What needs to be done - Repeat the listing in full, preserving every character.

Record extracts -
+++

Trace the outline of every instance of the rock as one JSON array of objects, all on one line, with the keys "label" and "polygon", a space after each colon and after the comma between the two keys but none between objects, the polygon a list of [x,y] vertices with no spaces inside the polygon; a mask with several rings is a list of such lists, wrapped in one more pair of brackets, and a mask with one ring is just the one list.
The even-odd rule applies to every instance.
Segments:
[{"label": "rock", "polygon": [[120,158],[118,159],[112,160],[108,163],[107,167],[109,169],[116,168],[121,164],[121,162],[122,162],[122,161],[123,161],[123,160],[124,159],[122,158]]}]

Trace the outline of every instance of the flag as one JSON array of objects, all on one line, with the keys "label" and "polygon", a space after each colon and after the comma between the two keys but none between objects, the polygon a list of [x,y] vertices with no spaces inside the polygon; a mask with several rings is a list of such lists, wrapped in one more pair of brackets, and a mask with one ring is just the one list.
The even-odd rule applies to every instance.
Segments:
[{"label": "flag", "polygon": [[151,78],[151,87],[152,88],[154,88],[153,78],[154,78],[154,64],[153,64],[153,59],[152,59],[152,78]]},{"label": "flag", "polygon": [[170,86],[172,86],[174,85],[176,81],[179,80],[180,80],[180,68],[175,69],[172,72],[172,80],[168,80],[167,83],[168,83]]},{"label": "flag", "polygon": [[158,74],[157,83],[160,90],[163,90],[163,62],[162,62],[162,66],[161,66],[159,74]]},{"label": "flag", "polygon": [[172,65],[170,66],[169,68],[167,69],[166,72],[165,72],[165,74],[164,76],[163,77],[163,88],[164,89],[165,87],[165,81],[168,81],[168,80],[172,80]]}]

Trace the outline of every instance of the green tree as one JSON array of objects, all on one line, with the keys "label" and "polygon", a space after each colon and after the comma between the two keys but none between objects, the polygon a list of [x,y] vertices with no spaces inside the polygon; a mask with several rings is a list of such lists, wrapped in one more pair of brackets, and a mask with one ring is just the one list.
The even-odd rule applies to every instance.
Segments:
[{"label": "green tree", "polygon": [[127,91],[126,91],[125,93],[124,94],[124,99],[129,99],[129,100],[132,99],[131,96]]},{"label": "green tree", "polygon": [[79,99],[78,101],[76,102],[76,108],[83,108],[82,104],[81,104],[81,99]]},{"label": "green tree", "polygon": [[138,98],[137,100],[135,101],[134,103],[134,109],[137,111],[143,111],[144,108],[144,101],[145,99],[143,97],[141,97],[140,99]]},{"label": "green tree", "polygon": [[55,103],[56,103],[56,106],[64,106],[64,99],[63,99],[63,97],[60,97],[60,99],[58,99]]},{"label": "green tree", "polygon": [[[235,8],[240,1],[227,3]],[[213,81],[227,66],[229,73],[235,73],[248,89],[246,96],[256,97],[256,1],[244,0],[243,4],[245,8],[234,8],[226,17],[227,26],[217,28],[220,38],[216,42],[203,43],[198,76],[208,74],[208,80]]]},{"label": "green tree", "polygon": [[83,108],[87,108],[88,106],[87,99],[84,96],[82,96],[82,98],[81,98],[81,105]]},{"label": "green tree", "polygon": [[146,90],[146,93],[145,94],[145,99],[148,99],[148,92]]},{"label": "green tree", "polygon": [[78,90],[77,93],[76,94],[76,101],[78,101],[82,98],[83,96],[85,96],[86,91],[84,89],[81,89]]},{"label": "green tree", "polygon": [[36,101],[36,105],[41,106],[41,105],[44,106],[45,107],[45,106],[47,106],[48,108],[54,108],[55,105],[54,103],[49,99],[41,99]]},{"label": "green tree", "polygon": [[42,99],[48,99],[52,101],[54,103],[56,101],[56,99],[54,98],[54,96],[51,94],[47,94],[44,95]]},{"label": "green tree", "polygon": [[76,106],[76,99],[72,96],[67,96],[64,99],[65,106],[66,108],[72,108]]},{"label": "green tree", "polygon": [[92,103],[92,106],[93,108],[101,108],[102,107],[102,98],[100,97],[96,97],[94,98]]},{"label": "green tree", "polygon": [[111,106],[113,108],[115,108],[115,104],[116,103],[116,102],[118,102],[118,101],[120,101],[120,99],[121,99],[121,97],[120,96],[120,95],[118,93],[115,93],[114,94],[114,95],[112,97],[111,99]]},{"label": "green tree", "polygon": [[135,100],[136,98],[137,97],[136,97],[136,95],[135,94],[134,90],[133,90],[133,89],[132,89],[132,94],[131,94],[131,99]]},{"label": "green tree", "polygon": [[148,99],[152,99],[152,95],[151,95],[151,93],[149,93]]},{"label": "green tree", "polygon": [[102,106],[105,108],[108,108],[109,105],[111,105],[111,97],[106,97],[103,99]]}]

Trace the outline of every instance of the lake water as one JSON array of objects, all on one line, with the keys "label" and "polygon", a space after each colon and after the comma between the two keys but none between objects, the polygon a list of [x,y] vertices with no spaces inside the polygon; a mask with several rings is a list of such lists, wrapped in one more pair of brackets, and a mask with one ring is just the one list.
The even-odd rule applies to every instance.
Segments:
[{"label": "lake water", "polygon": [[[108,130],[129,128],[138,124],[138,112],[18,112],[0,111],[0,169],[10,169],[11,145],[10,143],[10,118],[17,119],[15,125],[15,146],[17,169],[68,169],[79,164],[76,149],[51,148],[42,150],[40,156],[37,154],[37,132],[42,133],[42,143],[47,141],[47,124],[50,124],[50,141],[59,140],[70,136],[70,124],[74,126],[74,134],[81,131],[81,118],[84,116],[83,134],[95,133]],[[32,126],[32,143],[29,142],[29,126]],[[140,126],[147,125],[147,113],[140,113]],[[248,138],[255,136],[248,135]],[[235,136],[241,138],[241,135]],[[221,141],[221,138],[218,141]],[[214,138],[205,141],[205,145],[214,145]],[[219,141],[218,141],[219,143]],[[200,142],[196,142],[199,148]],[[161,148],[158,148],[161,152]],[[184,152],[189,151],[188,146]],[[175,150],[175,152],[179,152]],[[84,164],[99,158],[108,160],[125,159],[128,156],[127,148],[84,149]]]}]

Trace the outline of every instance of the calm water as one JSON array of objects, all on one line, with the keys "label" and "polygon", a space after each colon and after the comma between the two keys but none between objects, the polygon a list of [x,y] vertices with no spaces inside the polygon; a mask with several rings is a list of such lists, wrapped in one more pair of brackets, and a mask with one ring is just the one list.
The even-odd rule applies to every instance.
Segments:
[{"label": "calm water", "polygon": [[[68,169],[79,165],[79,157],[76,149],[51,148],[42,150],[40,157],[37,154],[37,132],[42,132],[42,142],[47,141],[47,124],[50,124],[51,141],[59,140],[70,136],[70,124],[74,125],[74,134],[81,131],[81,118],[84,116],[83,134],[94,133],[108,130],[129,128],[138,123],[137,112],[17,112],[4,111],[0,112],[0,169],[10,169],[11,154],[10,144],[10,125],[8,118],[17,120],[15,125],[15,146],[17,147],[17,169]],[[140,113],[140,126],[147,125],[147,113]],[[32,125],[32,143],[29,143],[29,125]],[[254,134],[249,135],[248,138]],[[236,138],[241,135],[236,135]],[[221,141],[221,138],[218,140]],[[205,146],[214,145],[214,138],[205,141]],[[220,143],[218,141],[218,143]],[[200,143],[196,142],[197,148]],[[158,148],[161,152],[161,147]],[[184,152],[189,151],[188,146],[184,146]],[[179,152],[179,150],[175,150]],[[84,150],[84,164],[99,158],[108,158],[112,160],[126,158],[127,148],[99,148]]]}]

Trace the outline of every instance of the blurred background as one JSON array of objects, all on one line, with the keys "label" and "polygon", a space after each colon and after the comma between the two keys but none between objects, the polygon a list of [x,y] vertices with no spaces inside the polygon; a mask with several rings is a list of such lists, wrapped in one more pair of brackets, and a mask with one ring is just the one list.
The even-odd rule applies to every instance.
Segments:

+++

Exercise result -
Trace the outline of every instance of the rock as one JSON array of objects, all on one line, with the keys "label" and "polygon", a space after each colon and after the comma between the two keys but none between objects, the polygon a list of [x,y] vertices with no spaces inside the polygon; a mask with several rings is a list of such lists, wrapped in one more pair of brackets, and a mask with one ring is just the one list.
The even-odd rule applies to every instance.
Segments:
[{"label": "rock", "polygon": [[120,158],[118,159],[112,160],[108,163],[107,167],[109,169],[116,168],[121,164],[121,162],[122,162],[122,161],[123,161],[123,160],[124,159],[122,158]]}]

Trace the outline of every instance of the flag as one JSON array of objects, all on one line, with the keys "label" and "polygon", a space after each colon and after the comma between the two keys but none between objects, the polygon a list of [x,y] vertices with no spaces inside the polygon; a mask with several rings is a list of such lists, wrapped in one more pair of brackets, and a mask with one ring is just the one list.
The even-odd rule applies to every instance.
Segments:
[{"label": "flag", "polygon": [[151,78],[151,87],[152,88],[154,88],[153,78],[154,78],[154,64],[153,64],[153,59],[152,59],[152,78]]},{"label": "flag", "polygon": [[170,86],[172,86],[174,85],[176,81],[179,80],[180,80],[180,68],[175,69],[172,72],[172,80],[168,80],[167,83],[168,83]]},{"label": "flag", "polygon": [[158,74],[157,83],[160,90],[163,90],[163,62],[162,62],[162,66],[161,66],[159,74]]},{"label": "flag", "polygon": [[172,65],[170,66],[169,68],[167,69],[166,72],[165,72],[165,74],[164,76],[163,77],[163,88],[164,89],[165,87],[165,81],[168,81],[168,80],[172,80]]}]

Trace the outline of every instance of the green tree as one JSON array of objects, all on one line, with the keys "label" and "polygon", a space after each colon and after the comma between the two keys but none between objects, the polygon a list of [x,y] vertices with no spaces inside the polygon; a mask with several rings is a list of such lists, wrapped in one more pair of brackets, and a mask with one ring is just the one list.
The even-odd rule applies to every instance.
Segments:
[{"label": "green tree", "polygon": [[127,91],[126,91],[125,93],[124,94],[124,99],[129,99],[129,100],[132,99],[131,96]]},{"label": "green tree", "polygon": [[79,99],[78,101],[76,102],[76,108],[83,108],[82,104],[81,104],[81,99]]},{"label": "green tree", "polygon": [[138,98],[137,100],[135,101],[134,103],[134,109],[137,111],[143,111],[144,108],[144,101],[145,99],[143,97],[141,97],[140,99]]},{"label": "green tree", "polygon": [[55,103],[56,103],[56,106],[64,106],[64,99],[63,99],[63,97],[60,97],[60,99],[58,99]]},{"label": "green tree", "polygon": [[[235,8],[240,1],[227,3]],[[213,81],[227,66],[229,73],[235,73],[248,89],[246,96],[256,97],[256,1],[244,0],[243,4],[245,8],[234,8],[226,17],[227,26],[217,28],[220,38],[216,42],[203,43],[198,76],[208,74],[208,80]]]},{"label": "green tree", "polygon": [[83,108],[87,108],[88,106],[87,99],[84,96],[82,96],[82,98],[81,98],[81,105]]},{"label": "green tree", "polygon": [[146,90],[146,93],[145,94],[145,99],[148,99],[148,92]]},{"label": "green tree", "polygon": [[78,90],[77,93],[76,94],[76,101],[78,101],[82,98],[83,96],[85,96],[86,91],[84,89],[81,89]]},{"label": "green tree", "polygon": [[36,101],[36,105],[41,106],[41,105],[44,106],[45,107],[45,106],[47,106],[48,108],[54,108],[55,105],[54,103],[49,99],[41,99]]},{"label": "green tree", "polygon": [[42,99],[48,99],[52,101],[54,103],[56,101],[56,99],[54,98],[54,96],[51,94],[47,94],[44,95]]},{"label": "green tree", "polygon": [[76,106],[76,99],[72,96],[67,96],[64,99],[65,106],[66,108],[72,108]]},{"label": "green tree", "polygon": [[92,103],[92,106],[93,108],[101,108],[102,107],[102,98],[100,97],[96,97],[94,98]]},{"label": "green tree", "polygon": [[111,106],[113,108],[115,108],[115,104],[116,103],[116,102],[118,102],[118,101],[120,101],[120,99],[121,99],[121,97],[120,96],[120,95],[118,93],[115,93],[114,94],[114,95],[112,97],[111,99]]},{"label": "green tree", "polygon": [[135,100],[136,98],[137,97],[136,97],[136,95],[135,94],[134,90],[133,90],[133,89],[132,89],[132,94],[131,94],[131,99]]},{"label": "green tree", "polygon": [[148,99],[152,99],[152,95],[151,95],[151,93],[149,93]]},{"label": "green tree", "polygon": [[102,106],[105,108],[108,108],[109,105],[111,105],[111,97],[106,97],[103,99]]}]

Trace the outline of every instance of the lake water as one JSON array of objects, all on one line, with the keys "label" and "polygon", a space after each colon and after the comma between the two keys but none between objects, the polygon a list of [x,y] vertices with no spaces inside the polygon; a mask with several rings is a list of such lists, wrapped in one more pair of brackets, and a mask with one ring is just the one list.
The even-odd rule applies to every instance.
Segments:
[{"label": "lake water", "polygon": [[[108,130],[129,128],[138,124],[138,112],[18,112],[0,111],[0,169],[10,169],[11,145],[10,143],[10,118],[17,119],[15,125],[15,146],[17,169],[68,169],[79,164],[76,149],[51,148],[42,150],[40,156],[37,154],[37,132],[42,133],[42,143],[47,141],[47,124],[50,124],[50,141],[59,140],[70,136],[70,124],[74,126],[74,134],[81,131],[81,118],[84,116],[83,134],[95,133]],[[32,126],[32,143],[29,142],[29,126]],[[140,126],[147,125],[147,113],[140,113]],[[248,138],[255,136],[248,135]],[[235,136],[241,138],[241,135]],[[221,141],[221,138],[218,141]],[[214,138],[205,141],[205,145],[214,145]],[[219,141],[218,141],[219,143]],[[200,142],[196,142],[199,148]],[[161,148],[158,148],[161,152]],[[184,152],[189,151],[188,146]],[[175,150],[175,152],[179,152]],[[84,164],[99,158],[108,160],[125,159],[128,156],[127,148],[84,149]]]}]

Trace the outline of every instance of the calm water as one JSON array of objects, all on one line, with the keys "label" and "polygon", a space after each colon and after the comma between the two keys but none between objects, the polygon a list of [x,y] vertices with no spaces inside the polygon; a mask with several rings is a list of such lists, wrapped in one more pair of brackets, and a mask with one ring is just the one list.
The even-odd rule applies to every instance.
Segments:
[{"label": "calm water", "polygon": [[[68,169],[79,165],[79,157],[76,149],[51,148],[42,150],[40,157],[37,154],[37,132],[42,132],[42,142],[47,141],[47,124],[50,124],[51,141],[59,140],[70,136],[70,124],[74,125],[74,134],[81,131],[81,118],[84,116],[83,134],[94,133],[108,130],[129,128],[138,123],[137,112],[17,112],[4,111],[0,112],[0,169],[10,169],[11,154],[10,144],[10,125],[8,118],[17,120],[15,125],[15,146],[17,147],[17,169]],[[140,113],[140,126],[147,125],[147,113]],[[32,125],[32,143],[29,143],[29,125]],[[254,134],[249,135],[248,138]],[[236,138],[241,135],[236,135]],[[221,141],[221,138],[218,140]],[[205,146],[214,145],[214,138],[205,141]],[[220,143],[218,141],[218,143]],[[200,143],[196,142],[197,148]],[[158,148],[161,152],[161,147]],[[184,152],[189,151],[188,146],[184,146]],[[179,152],[179,150],[175,150]],[[84,150],[84,164],[99,158],[108,158],[112,160],[126,158],[127,148],[99,148]]]}]

Trace the outline of every instance of the blurred background as one JSON array of objects, all on one line, with the keys "label" and "polygon", a space after each colon and after the comma between the two keys but none between objects, the polygon a list of [x,y] vertices with no spaces inside the polygon; a mask with several rings is a list of such lists, wrapped in one more pair of brackets, and a mask with one ring is just the one list.
The even-odd rule applies to every instance.
Segments:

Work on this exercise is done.